▶ WHAT THIS TASK INVOLVES
Make an exact copy of all the records.

►

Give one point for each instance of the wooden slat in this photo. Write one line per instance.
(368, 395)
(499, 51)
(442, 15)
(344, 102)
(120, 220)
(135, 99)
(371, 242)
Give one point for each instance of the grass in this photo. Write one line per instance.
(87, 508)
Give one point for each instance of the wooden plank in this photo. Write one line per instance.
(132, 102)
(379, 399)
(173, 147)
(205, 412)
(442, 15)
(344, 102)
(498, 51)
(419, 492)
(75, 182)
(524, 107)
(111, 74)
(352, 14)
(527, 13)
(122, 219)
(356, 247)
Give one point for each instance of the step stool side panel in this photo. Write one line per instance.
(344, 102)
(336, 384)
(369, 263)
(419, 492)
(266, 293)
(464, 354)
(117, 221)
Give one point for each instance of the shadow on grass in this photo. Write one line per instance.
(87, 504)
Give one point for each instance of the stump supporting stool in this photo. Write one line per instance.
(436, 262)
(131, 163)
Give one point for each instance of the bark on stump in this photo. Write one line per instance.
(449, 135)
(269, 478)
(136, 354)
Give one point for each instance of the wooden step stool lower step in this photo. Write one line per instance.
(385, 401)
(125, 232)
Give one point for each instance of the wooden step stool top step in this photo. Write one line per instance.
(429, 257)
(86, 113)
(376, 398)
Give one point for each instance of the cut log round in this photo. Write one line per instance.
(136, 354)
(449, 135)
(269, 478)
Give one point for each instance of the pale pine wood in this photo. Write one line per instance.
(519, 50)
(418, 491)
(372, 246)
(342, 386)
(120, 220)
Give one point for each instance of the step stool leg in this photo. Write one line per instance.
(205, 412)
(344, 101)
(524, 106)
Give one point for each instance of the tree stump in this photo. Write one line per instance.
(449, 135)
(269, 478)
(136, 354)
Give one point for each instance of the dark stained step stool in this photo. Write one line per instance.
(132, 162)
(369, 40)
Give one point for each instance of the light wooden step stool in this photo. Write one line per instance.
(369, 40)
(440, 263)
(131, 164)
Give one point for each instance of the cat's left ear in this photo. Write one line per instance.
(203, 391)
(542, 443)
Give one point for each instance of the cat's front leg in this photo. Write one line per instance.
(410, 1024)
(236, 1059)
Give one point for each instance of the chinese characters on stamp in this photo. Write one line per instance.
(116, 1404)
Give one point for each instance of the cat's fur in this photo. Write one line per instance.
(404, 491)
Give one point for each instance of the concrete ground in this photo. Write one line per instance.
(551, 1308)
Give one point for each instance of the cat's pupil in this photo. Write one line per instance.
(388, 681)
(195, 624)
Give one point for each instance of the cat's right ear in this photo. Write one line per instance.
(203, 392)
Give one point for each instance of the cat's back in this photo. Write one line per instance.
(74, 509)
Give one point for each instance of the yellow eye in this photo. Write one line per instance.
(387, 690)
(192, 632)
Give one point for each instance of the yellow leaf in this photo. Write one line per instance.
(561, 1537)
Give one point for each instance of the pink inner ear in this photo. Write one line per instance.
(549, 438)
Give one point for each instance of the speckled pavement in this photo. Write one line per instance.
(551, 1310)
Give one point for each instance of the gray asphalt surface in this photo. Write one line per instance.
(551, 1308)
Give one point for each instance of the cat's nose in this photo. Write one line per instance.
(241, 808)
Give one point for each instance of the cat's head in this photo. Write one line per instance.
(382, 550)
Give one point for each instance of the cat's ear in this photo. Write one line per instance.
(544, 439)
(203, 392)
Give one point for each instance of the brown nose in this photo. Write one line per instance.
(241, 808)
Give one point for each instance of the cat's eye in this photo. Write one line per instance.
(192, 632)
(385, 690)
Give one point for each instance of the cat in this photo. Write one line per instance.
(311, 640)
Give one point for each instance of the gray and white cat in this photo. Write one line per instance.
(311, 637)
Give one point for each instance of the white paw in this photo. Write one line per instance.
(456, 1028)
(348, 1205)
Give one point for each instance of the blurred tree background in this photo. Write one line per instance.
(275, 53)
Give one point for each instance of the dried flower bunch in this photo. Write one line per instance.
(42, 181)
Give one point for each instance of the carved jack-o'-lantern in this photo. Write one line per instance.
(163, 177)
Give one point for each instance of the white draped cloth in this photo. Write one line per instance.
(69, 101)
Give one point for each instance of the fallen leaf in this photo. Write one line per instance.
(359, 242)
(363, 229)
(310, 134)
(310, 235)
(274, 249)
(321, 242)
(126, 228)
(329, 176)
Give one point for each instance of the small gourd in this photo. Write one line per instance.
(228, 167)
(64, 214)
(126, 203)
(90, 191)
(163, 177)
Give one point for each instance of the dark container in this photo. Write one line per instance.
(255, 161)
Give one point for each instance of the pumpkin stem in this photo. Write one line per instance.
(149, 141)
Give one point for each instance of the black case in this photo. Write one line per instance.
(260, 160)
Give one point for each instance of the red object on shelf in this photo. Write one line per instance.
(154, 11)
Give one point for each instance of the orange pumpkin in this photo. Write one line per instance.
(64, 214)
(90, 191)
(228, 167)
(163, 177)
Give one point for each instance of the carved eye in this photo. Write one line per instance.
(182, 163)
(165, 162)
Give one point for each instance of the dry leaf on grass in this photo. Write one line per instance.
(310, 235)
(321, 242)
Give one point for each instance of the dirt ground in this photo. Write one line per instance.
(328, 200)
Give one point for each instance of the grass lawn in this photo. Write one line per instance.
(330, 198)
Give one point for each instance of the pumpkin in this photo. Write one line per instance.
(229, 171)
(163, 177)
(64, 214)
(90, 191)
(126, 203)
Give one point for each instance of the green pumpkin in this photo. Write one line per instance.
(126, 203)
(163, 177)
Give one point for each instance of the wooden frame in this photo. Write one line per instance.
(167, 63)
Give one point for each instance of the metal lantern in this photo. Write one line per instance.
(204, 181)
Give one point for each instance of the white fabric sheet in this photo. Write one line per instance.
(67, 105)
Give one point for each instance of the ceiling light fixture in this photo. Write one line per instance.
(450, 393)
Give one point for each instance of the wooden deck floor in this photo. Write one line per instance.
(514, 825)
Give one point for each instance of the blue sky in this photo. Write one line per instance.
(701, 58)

◄

▶ OUTPUT OF THE TASK
Give one point for each instance of the wooden slat in this photo. Write one line per instance.
(368, 395)
(499, 51)
(442, 15)
(344, 102)
(120, 220)
(135, 99)
(371, 242)
Give one point for each instance of the grass in this photo. Write one line per instance.
(87, 508)
Give one point for each instance of the wooden plank in this photo. Write one line per instance.
(132, 102)
(379, 399)
(173, 147)
(205, 412)
(442, 15)
(344, 102)
(498, 51)
(419, 492)
(75, 182)
(524, 107)
(111, 74)
(352, 14)
(527, 13)
(122, 219)
(356, 247)
Give one point for each instance of the step stool side panel in this photo. Write one line per instance.
(344, 102)
(336, 384)
(369, 263)
(419, 492)
(266, 293)
(464, 354)
(117, 221)
Give one point for each instance of the shadow on grass in this photo. Write one line per instance.
(87, 504)
Give one point for each instance of the stump supporting stool in this photo. Write one line per instance.
(436, 262)
(131, 163)
Give one point for each instance of the bark on stump in this photo. Write one line per instance.
(449, 135)
(269, 478)
(136, 354)
Give one point for each instance of the wooden step stool lower step in this photo. Write one line per instance.
(385, 401)
(125, 232)
Give one point for each instance of the wooden step stool top step in this photo. Write one line per instance.
(429, 257)
(86, 113)
(376, 398)
Give one point for each instance of the cut log round in this photo. Write one line per instance.
(136, 354)
(449, 135)
(269, 478)
Give one point for each instance of the pale pine wood in this photo. Write one line per instance.
(519, 50)
(418, 491)
(372, 246)
(342, 386)
(120, 220)
Give one point for each instance of the step stool leg in this photo. Write one line per instance.
(205, 412)
(344, 101)
(524, 106)
Give one point for each instance of the tree stump in this photo. Write one line per instance.
(449, 135)
(269, 478)
(136, 354)
Give one point for each instance of the dark stained step stool in this photo. Write one line per instance.
(132, 162)
(369, 40)
Give one point for each instance of the light wooden step stool in this photo. Write one line per instance.
(369, 40)
(440, 263)
(131, 164)
Give one point for each instance of the cat's left ear in this photo. Write one line per instance.
(203, 391)
(542, 443)
Give one point for each instance of the cat's front leg in this photo. Write one line per instance.
(410, 1024)
(236, 1059)
Give one point for each instance of the chinese characters on stamp in this photo. Write one line per instance.
(116, 1404)
Give one point for each instance of the cat's fur in this photo. Write one line per instance.
(404, 491)
Give one point for each instance of the concrete ground in this photo. Write one line per instance.
(551, 1308)
Give one point for each instance of the cat's pupil in this photo. Write one line per instance.
(388, 681)
(195, 624)
Give one point for each instance of the cat's right ear in this photo. Write one line per instance.
(203, 392)
Give one point for each instance of the cat's back in this photo. Write one line per instance.
(74, 509)
Give one point for each instance of the yellow eye in this photo. Write one line per instance.
(387, 690)
(192, 632)
Give one point for each instance of the yellow leaf in this photo. Write one line per instance.
(561, 1537)
Give one point for each instance of the pink inner ear in this photo. Write one line per instance.
(549, 438)
Give one point for each instance of the speckled pavement in this photo. Write one line per instance.
(551, 1310)
Give one point for each instance of the gray asphalt surface in this photo. Write one line per instance.
(551, 1308)
Give one point for each instance of the cat's nose in this photo. Write one line per instance.
(241, 808)
Give one point for each instance of the cat's head in this photo. Write one line per instance.
(382, 550)
Give one point for each instance of the cat's ear in this photo. Write one line per instance.
(544, 439)
(203, 392)
Give one point for each instance of the brown nose in this photo. Write one line per instance.
(241, 808)
Give one point for each instance of the cat's eye in this photo. Write one line per instance.
(192, 632)
(385, 690)
Give one point for each instance of the cat in this photo. Write one line per instance.
(311, 640)
Give one point for each instance of the gray and white cat in this photo. Write one line per instance.
(311, 637)
Give one point for each instance of the white paw in this photo. Write one line per instance.
(456, 1028)
(348, 1205)
Give one point for each instance of the blurred tree background in this photo. Write one line per instance.
(275, 53)
Give one point for each instance of the dried flower bunch in this photo. Write one line per instance.
(42, 181)
Give one point for each instance of the carved jack-o'-lantern in this photo. Write one line per instance.
(163, 177)
Give one point for each instance of the white draped cloth in this photo. Write one line per instance.
(69, 101)
Give one point for each instance of the fallen leaf in this photo. Write one line per instance.
(359, 242)
(363, 229)
(310, 134)
(310, 235)
(274, 249)
(321, 242)
(126, 228)
(329, 176)
Give one point for each instance of the small gourd in this photo. Write one line per instance.
(228, 167)
(64, 214)
(126, 203)
(90, 191)
(163, 177)
Give one point for each instance of the dark container in this photo. Write one line per instance.
(255, 161)
Give one point for each instance of the pumpkin stem in this photo. Write one line per instance.
(149, 141)
Give one point for each instance of the black case in this photo. Write one line per instance.
(260, 160)
Give one point for each instance of the red object on shelf in this photo. Write one line per instance.
(154, 11)
Give one point for each instance of the orange pumpkin in this photo. Write one line per instance.
(64, 214)
(90, 191)
(228, 167)
(163, 177)
Give one point for each instance of the carved eye in this photo. Write one line per instance.
(182, 163)
(165, 162)
Give one point for each instance of the dry leaf on grass in this photo. Write one line per instance.
(310, 235)
(321, 242)
Give one point for each instance of the dirt ground in this photo. Write one line per instance.
(328, 200)
Give one point for each instance of the grass lawn in this photo. Write one line per instance.
(330, 198)
Give one point for each instance of the pumpkin in this photo. Write one line per instance.
(229, 171)
(163, 177)
(64, 214)
(90, 191)
(126, 203)
Give one point for each instance of the green pumpkin in this photo. Write one line per instance.
(126, 203)
(163, 177)
Give one point for each instance of the wooden frame in this photo. Write one line per instance.
(167, 63)
Give one point for each instance of the metal lantern in this photo. Write one line per instance.
(204, 181)
Give one point for each instance of the white fabric sheet in this photo. Write one line per instance.
(67, 105)
Give one point for each instance of the ceiling light fixture in this photo. Write one line per instance.
(450, 393)
Give one point for each instance of the wooden deck floor in this photo. Write one line per instance.
(514, 825)
Give one point for each instance of the blue sky in this photo. Write one line per instance.
(701, 58)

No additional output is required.